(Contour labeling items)
※ ※ ※

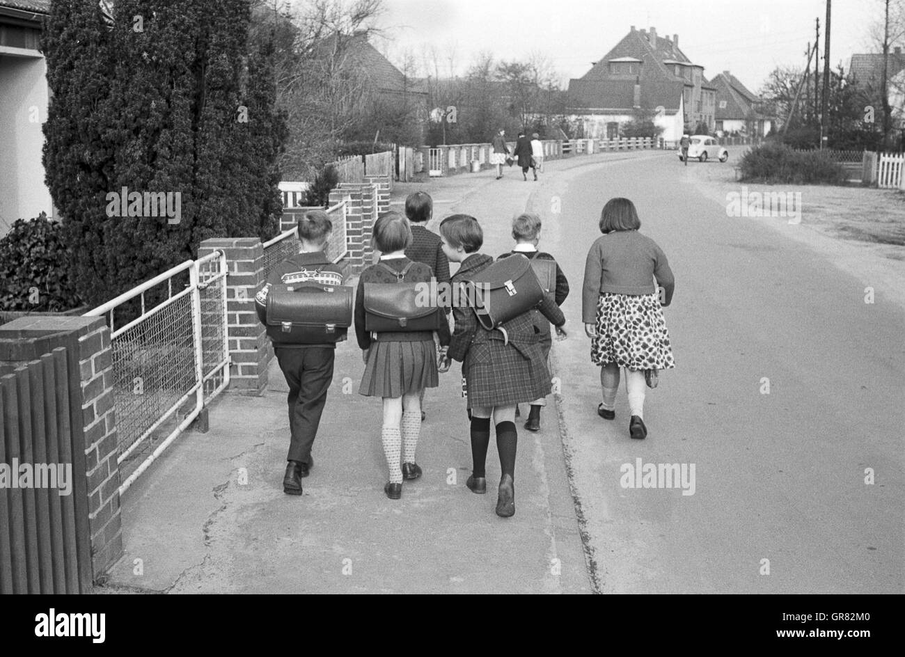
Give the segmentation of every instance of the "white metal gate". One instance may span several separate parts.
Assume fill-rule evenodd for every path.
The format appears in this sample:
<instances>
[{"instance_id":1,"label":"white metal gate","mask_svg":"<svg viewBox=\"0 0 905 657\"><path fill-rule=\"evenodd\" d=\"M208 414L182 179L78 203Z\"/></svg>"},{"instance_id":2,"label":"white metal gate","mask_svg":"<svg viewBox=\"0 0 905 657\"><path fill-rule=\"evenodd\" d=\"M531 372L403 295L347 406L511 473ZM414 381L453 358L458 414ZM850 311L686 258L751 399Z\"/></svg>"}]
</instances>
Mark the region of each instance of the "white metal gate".
<instances>
[{"instance_id":1,"label":"white metal gate","mask_svg":"<svg viewBox=\"0 0 905 657\"><path fill-rule=\"evenodd\" d=\"M226 274L218 250L85 313L110 328L120 495L229 385Z\"/></svg>"}]
</instances>

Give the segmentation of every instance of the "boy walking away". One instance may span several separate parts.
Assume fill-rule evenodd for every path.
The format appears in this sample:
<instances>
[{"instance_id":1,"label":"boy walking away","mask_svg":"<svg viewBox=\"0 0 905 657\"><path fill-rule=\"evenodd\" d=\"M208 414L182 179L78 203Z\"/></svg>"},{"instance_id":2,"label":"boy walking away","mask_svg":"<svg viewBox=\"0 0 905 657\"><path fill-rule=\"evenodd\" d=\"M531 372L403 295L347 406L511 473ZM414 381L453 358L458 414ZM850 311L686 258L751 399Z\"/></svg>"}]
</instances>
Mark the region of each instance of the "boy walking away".
<instances>
[{"instance_id":1,"label":"boy walking away","mask_svg":"<svg viewBox=\"0 0 905 657\"><path fill-rule=\"evenodd\" d=\"M462 266L452 277L452 285L473 281L493 259L478 251L484 235L478 220L468 214L453 214L440 224L446 257ZM557 327L566 318L548 295L538 307ZM519 439L515 409L519 402L545 396L550 392L550 375L530 314L526 312L488 330L479 323L474 309L454 304L455 328L450 341L449 357L462 362L472 412L472 476L465 485L478 494L487 492L485 466L491 442L491 418L496 427L501 477L496 513L500 518L515 515L515 457ZM448 363L444 360L443 366Z\"/></svg>"},{"instance_id":2,"label":"boy walking away","mask_svg":"<svg viewBox=\"0 0 905 657\"><path fill-rule=\"evenodd\" d=\"M267 295L274 285L313 281L326 285L342 285L342 270L330 262L325 253L333 224L323 210L312 210L299 219L299 241L301 250L278 263L264 287L255 295L258 318L267 325ZM346 328L337 328L337 341L346 339ZM290 446L286 457L283 492L301 495L301 479L314 464L311 447L320 424L320 415L327 403L327 391L333 381L335 342L321 344L286 344L281 341L280 327L267 327L273 341L273 351L289 385Z\"/></svg>"},{"instance_id":3,"label":"boy walking away","mask_svg":"<svg viewBox=\"0 0 905 657\"><path fill-rule=\"evenodd\" d=\"M554 290L547 290L554 295L557 306L562 306L568 296L568 281L566 274L559 269L556 259L549 253L538 251L538 242L540 240L540 217L537 214L525 213L519 214L512 220L512 238L515 240L515 247L509 253L503 253L500 258L510 255L522 255L529 260L546 260L553 262L556 267L556 287ZM541 281L543 287L544 281ZM544 362L548 363L550 357L550 348L553 340L550 337L550 322L539 310L531 310L531 319L534 326L538 329L540 337L540 348L544 352ZM563 339L565 334L560 328L557 328L557 339ZM536 432L540 430L540 409L547 405L547 397L540 397L531 402L531 411L525 423L525 428L529 431Z\"/></svg>"},{"instance_id":4,"label":"boy walking away","mask_svg":"<svg viewBox=\"0 0 905 657\"><path fill-rule=\"evenodd\" d=\"M531 135L531 169L534 171L534 179L538 179L538 172L544 172L544 145L540 141L540 135L537 132Z\"/></svg>"},{"instance_id":5,"label":"boy walking away","mask_svg":"<svg viewBox=\"0 0 905 657\"><path fill-rule=\"evenodd\" d=\"M405 249L405 257L430 267L437 281L437 289L443 290L450 281L450 262L443 253L440 236L427 229L427 223L433 216L433 199L424 192L408 195L405 199L405 216L412 227L412 244ZM446 314L449 314L449 309L446 309ZM424 389L421 391L421 421L424 422Z\"/></svg>"}]
</instances>

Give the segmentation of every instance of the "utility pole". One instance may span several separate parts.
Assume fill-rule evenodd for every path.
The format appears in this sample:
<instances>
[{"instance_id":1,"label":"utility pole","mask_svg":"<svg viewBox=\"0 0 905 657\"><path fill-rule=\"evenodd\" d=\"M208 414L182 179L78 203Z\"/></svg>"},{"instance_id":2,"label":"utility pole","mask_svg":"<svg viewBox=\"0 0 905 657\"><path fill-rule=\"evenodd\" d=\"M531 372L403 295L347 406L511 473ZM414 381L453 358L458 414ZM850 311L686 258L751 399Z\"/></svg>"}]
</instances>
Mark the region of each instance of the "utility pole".
<instances>
[{"instance_id":1,"label":"utility pole","mask_svg":"<svg viewBox=\"0 0 905 657\"><path fill-rule=\"evenodd\" d=\"M882 90L881 91L883 100L883 149L886 149L890 138L890 97L887 90L887 78L889 76L890 66L890 0L886 0L886 23L883 27L883 78Z\"/></svg>"},{"instance_id":2,"label":"utility pole","mask_svg":"<svg viewBox=\"0 0 905 657\"><path fill-rule=\"evenodd\" d=\"M805 51L808 62L811 62L811 42L807 43L807 50ZM805 111L803 112L805 123L810 122L811 118L811 64L805 65Z\"/></svg>"},{"instance_id":3,"label":"utility pole","mask_svg":"<svg viewBox=\"0 0 905 657\"><path fill-rule=\"evenodd\" d=\"M824 148L824 141L827 138L826 133L830 128L830 118L827 116L830 107L830 12L833 8L833 0L826 0L826 24L824 27L824 98L823 111L820 113L820 148Z\"/></svg>"},{"instance_id":4,"label":"utility pole","mask_svg":"<svg viewBox=\"0 0 905 657\"><path fill-rule=\"evenodd\" d=\"M820 17L814 19L814 47L817 48L817 44L820 43ZM810 60L808 60L810 61ZM820 68L820 51L817 51L817 56L814 58L814 119L817 120L817 117L820 116L820 79L818 75L818 69ZM805 71L810 73L810 69L805 69Z\"/></svg>"}]
</instances>

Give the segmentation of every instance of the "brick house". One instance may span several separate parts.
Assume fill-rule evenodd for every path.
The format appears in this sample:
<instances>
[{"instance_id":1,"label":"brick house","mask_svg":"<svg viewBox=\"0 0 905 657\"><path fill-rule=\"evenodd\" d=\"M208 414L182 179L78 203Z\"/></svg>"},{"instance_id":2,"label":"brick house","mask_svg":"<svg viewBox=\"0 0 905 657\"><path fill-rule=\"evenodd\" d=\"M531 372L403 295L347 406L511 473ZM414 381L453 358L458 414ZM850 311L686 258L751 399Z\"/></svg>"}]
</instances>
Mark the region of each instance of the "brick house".
<instances>
[{"instance_id":1,"label":"brick house","mask_svg":"<svg viewBox=\"0 0 905 657\"><path fill-rule=\"evenodd\" d=\"M704 122L715 125L716 89L679 48L679 35L656 28L629 33L590 71L568 85L568 111L589 138L617 137L638 110L656 114L662 137L675 140Z\"/></svg>"},{"instance_id":2,"label":"brick house","mask_svg":"<svg viewBox=\"0 0 905 657\"><path fill-rule=\"evenodd\" d=\"M762 112L763 100L724 71L710 84L717 90L717 132L740 132L748 137L766 137L773 127L773 119Z\"/></svg>"}]
</instances>

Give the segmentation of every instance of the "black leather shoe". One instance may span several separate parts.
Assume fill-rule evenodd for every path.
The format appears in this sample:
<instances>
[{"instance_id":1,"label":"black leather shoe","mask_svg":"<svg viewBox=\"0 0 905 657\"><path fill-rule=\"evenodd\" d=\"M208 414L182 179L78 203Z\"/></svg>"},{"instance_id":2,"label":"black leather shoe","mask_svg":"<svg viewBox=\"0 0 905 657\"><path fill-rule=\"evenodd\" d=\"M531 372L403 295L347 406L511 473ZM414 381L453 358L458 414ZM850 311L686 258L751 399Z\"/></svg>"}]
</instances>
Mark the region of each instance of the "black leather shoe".
<instances>
[{"instance_id":1,"label":"black leather shoe","mask_svg":"<svg viewBox=\"0 0 905 657\"><path fill-rule=\"evenodd\" d=\"M647 427L644 421L637 415L632 415L628 422L628 433L635 440L644 440L647 437Z\"/></svg>"},{"instance_id":2,"label":"black leather shoe","mask_svg":"<svg viewBox=\"0 0 905 657\"><path fill-rule=\"evenodd\" d=\"M298 461L291 461L286 465L283 477L283 492L287 495L301 495L301 466Z\"/></svg>"},{"instance_id":3,"label":"black leather shoe","mask_svg":"<svg viewBox=\"0 0 905 657\"><path fill-rule=\"evenodd\" d=\"M465 485L468 486L469 490L478 495L483 495L484 493L487 492L486 477L475 477L472 474L465 481Z\"/></svg>"},{"instance_id":4,"label":"black leather shoe","mask_svg":"<svg viewBox=\"0 0 905 657\"><path fill-rule=\"evenodd\" d=\"M421 468L417 463L403 463L402 478L407 480L417 479L421 476Z\"/></svg>"},{"instance_id":5,"label":"black leather shoe","mask_svg":"<svg viewBox=\"0 0 905 657\"><path fill-rule=\"evenodd\" d=\"M515 515L515 484L512 477L504 474L500 480L500 488L497 490L497 515L500 518L511 518Z\"/></svg>"}]
</instances>

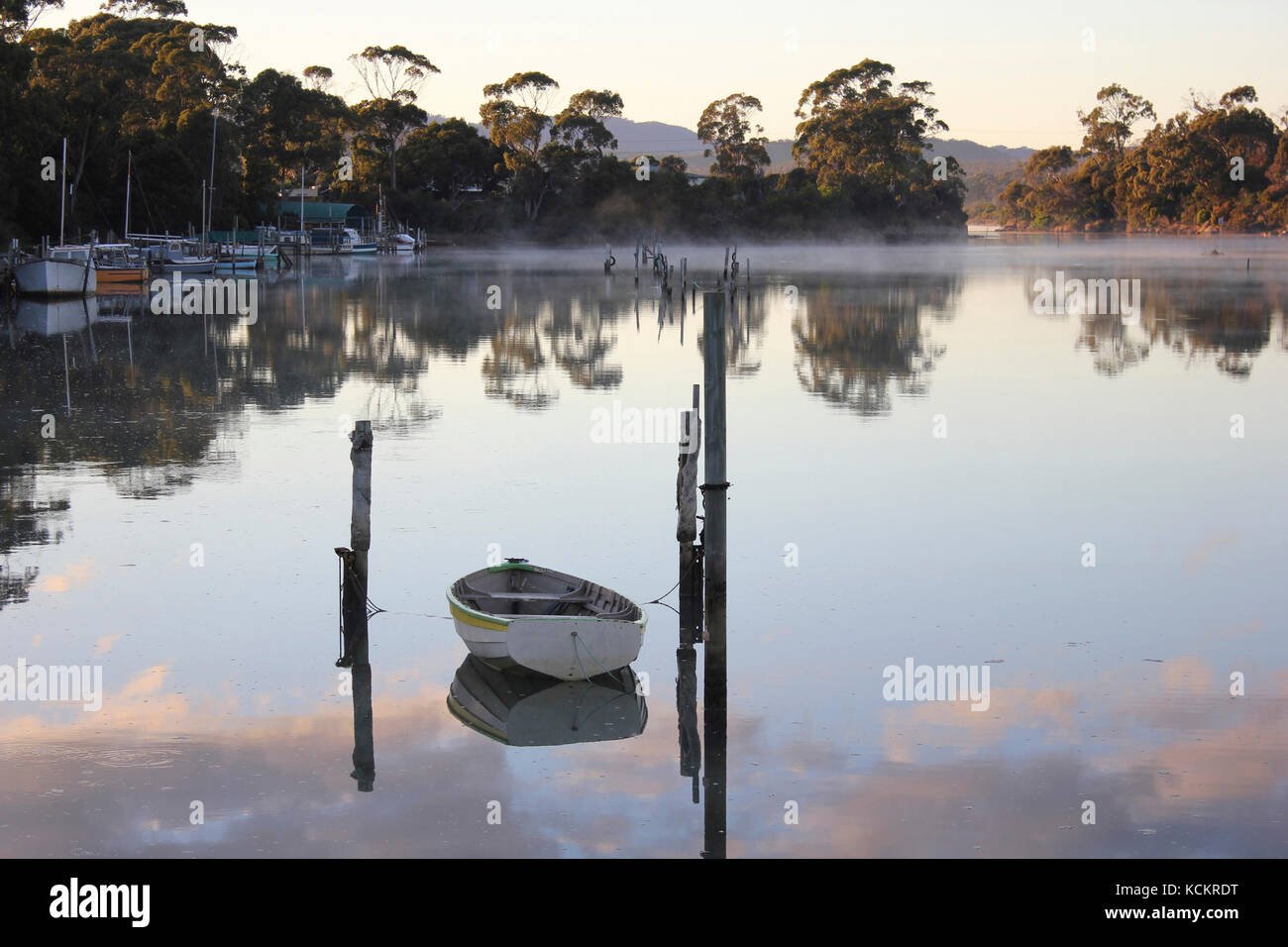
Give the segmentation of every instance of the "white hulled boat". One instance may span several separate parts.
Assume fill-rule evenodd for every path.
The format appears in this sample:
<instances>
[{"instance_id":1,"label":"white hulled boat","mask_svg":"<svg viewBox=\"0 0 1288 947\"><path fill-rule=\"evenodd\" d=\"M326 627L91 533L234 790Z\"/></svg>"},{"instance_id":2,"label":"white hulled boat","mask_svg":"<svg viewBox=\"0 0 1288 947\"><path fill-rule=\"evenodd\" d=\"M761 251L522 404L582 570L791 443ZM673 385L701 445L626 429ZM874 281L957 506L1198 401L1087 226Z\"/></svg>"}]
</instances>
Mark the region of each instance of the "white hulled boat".
<instances>
[{"instance_id":1,"label":"white hulled boat","mask_svg":"<svg viewBox=\"0 0 1288 947\"><path fill-rule=\"evenodd\" d=\"M582 680L625 667L644 642L644 609L585 579L510 559L447 590L456 634L497 667Z\"/></svg>"},{"instance_id":2,"label":"white hulled boat","mask_svg":"<svg viewBox=\"0 0 1288 947\"><path fill-rule=\"evenodd\" d=\"M13 268L24 296L84 296L98 287L94 251L89 246L55 246L45 256Z\"/></svg>"}]
</instances>

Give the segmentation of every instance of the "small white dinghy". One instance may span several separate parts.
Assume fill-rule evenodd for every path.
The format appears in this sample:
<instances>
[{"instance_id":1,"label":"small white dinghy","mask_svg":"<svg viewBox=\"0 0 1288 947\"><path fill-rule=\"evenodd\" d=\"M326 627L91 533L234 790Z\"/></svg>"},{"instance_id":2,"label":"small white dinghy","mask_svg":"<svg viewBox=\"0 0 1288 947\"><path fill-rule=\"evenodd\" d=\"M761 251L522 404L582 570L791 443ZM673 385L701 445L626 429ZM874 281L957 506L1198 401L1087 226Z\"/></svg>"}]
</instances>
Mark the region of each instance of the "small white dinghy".
<instances>
[{"instance_id":1,"label":"small white dinghy","mask_svg":"<svg viewBox=\"0 0 1288 947\"><path fill-rule=\"evenodd\" d=\"M621 593L510 559L447 590L456 634L498 670L582 680L625 667L644 642L644 609Z\"/></svg>"}]
</instances>

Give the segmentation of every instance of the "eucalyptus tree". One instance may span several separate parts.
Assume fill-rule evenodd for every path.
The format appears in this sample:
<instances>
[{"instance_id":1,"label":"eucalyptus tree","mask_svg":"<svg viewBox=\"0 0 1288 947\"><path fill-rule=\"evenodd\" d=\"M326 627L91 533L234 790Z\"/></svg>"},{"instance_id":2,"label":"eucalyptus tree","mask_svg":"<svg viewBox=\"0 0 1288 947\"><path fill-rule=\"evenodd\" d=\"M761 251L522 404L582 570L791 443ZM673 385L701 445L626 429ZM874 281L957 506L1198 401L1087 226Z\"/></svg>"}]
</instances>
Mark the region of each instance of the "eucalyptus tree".
<instances>
[{"instance_id":1,"label":"eucalyptus tree","mask_svg":"<svg viewBox=\"0 0 1288 947\"><path fill-rule=\"evenodd\" d=\"M393 189L398 189L398 149L407 133L429 117L416 104L426 80L440 70L407 46L367 46L349 57L370 98L354 106L361 144L383 153L389 162Z\"/></svg>"},{"instance_id":2,"label":"eucalyptus tree","mask_svg":"<svg viewBox=\"0 0 1288 947\"><path fill-rule=\"evenodd\" d=\"M752 126L750 117L761 108L755 95L734 93L702 110L698 138L708 146L702 152L703 157L715 157L711 174L746 180L769 164L765 129Z\"/></svg>"},{"instance_id":3,"label":"eucalyptus tree","mask_svg":"<svg viewBox=\"0 0 1288 947\"><path fill-rule=\"evenodd\" d=\"M515 72L504 82L483 86L487 99L479 119L488 138L504 152L510 192L535 220L550 188L541 147L554 121L550 107L559 84L545 72Z\"/></svg>"}]
</instances>

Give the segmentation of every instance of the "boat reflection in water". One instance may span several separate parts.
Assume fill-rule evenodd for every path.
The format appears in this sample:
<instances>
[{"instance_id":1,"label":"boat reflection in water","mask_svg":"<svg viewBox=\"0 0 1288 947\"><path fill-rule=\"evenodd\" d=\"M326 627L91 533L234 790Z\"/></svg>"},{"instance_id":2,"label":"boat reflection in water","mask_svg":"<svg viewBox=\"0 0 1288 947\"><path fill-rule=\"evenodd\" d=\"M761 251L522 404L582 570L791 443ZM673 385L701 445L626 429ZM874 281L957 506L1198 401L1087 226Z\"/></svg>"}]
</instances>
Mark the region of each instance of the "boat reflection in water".
<instances>
[{"instance_id":1,"label":"boat reflection in water","mask_svg":"<svg viewBox=\"0 0 1288 947\"><path fill-rule=\"evenodd\" d=\"M498 671L473 655L456 670L447 709L507 746L564 746L644 732L648 706L630 667L582 680Z\"/></svg>"},{"instance_id":2,"label":"boat reflection in water","mask_svg":"<svg viewBox=\"0 0 1288 947\"><path fill-rule=\"evenodd\" d=\"M14 322L18 329L36 335L79 332L98 322L98 299L19 299Z\"/></svg>"}]
</instances>

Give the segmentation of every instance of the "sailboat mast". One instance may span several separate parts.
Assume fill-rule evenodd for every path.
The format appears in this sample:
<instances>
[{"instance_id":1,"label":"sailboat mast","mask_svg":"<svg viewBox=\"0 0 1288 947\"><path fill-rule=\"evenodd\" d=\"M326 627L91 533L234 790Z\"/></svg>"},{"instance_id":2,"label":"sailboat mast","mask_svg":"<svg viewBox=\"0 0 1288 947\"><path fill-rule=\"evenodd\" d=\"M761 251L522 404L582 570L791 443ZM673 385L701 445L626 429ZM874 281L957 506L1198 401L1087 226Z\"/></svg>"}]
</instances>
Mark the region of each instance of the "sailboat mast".
<instances>
[{"instance_id":1,"label":"sailboat mast","mask_svg":"<svg viewBox=\"0 0 1288 947\"><path fill-rule=\"evenodd\" d=\"M210 191L206 198L210 201L210 211L206 214L206 228L215 225L215 133L219 130L219 110L215 108L210 112L211 119L214 119L214 125L210 126ZM209 233L202 234L202 238L209 238Z\"/></svg>"},{"instance_id":2,"label":"sailboat mast","mask_svg":"<svg viewBox=\"0 0 1288 947\"><path fill-rule=\"evenodd\" d=\"M67 227L67 139L63 138L63 186L62 186L62 200L58 205L58 246L63 245L64 231Z\"/></svg>"},{"instance_id":3,"label":"sailboat mast","mask_svg":"<svg viewBox=\"0 0 1288 947\"><path fill-rule=\"evenodd\" d=\"M130 175L134 171L134 152L126 152L125 160L125 233L124 240L130 238Z\"/></svg>"}]
</instances>

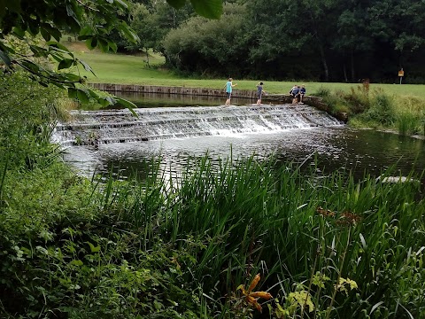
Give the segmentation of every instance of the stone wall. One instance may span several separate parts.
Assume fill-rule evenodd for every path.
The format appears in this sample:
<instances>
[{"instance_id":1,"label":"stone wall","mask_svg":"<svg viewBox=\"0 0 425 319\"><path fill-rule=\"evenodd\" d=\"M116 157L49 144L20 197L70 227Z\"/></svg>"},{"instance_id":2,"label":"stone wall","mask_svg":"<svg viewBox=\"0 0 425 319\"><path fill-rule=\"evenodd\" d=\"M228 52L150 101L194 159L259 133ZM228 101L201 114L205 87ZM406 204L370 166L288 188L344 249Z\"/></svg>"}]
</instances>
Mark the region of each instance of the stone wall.
<instances>
[{"instance_id":1,"label":"stone wall","mask_svg":"<svg viewBox=\"0 0 425 319\"><path fill-rule=\"evenodd\" d=\"M203 88L186 88L186 87L163 87L155 85L135 85L135 84L110 84L110 83L91 83L93 88L114 92L139 92L139 93L158 93L158 94L181 94L195 95L207 97L226 97L224 89L203 89ZM249 98L251 100L257 98L257 90L255 89L234 89L232 97L239 98ZM292 97L289 94L268 94L262 97L264 104L290 104L292 102ZM303 102L308 105L314 106L319 110L330 113L329 107L325 105L321 97L305 96ZM348 121L346 113L332 114L338 120L346 122Z\"/></svg>"}]
</instances>

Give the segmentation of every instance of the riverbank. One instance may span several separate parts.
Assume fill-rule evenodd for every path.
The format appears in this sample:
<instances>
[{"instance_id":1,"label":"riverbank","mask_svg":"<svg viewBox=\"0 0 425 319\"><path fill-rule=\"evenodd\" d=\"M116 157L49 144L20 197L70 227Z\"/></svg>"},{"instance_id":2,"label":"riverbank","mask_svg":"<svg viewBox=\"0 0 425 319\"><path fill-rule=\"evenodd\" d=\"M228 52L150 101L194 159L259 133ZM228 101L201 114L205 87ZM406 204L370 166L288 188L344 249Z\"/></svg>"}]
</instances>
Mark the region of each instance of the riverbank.
<instances>
[{"instance_id":1,"label":"riverbank","mask_svg":"<svg viewBox=\"0 0 425 319\"><path fill-rule=\"evenodd\" d=\"M205 155L101 184L49 142L60 91L0 85L2 318L423 315L417 183Z\"/></svg>"}]
</instances>

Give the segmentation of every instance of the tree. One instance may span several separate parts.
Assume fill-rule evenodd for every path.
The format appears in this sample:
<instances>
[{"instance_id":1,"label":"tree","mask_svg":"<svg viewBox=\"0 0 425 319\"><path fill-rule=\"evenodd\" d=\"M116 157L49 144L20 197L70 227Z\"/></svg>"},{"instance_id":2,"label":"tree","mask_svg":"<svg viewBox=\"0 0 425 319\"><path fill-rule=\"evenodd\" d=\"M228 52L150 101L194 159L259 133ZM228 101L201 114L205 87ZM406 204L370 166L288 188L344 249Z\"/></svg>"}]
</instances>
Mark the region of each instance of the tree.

※ ※ ※

What the exercise asks: In the listing above, find the line containing "Give the segmentation of every instance of the tree.", then reproduce it and each line after it through the end, exactly and with nothing added.

Response:
Give the segmentation of every instance of the tree. One instance may span several separate parts.
Assume fill-rule evenodd for every path.
The format appears in this sample:
<instances>
[{"instance_id":1,"label":"tree","mask_svg":"<svg viewBox=\"0 0 425 319\"><path fill-rule=\"evenodd\" d=\"M116 157L49 144L20 197L70 227Z\"/></svg>"},{"instance_id":2,"label":"tree","mask_svg":"<svg viewBox=\"0 0 425 319\"><path fill-rule=\"evenodd\" d=\"M228 52L150 101L194 159L259 133ZM228 101L201 114L205 87ZM406 204L370 166L288 188L344 249Z\"/></svg>"}]
</instances>
Mark the region of each instance of the tree.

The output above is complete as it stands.